-- EXERCISE BRIEF --
Rewrite the material starting at the line that has "Every instance of the blue" and continuing through the end of the material. Replace "blue sky" with "open sky" and keep everything else the same.

[Stored dataset items]
####
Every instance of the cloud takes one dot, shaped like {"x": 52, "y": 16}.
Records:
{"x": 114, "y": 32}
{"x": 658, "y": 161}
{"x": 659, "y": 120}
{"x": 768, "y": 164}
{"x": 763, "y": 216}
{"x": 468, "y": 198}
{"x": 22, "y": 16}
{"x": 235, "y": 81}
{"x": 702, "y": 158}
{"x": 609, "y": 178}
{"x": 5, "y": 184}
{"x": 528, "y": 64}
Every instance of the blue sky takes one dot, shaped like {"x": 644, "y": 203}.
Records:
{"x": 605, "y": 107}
####
-- CORRECT ANSWER --
Every instance of the open sky takes one dot, shaped like {"x": 644, "y": 203}.
Records:
{"x": 605, "y": 107}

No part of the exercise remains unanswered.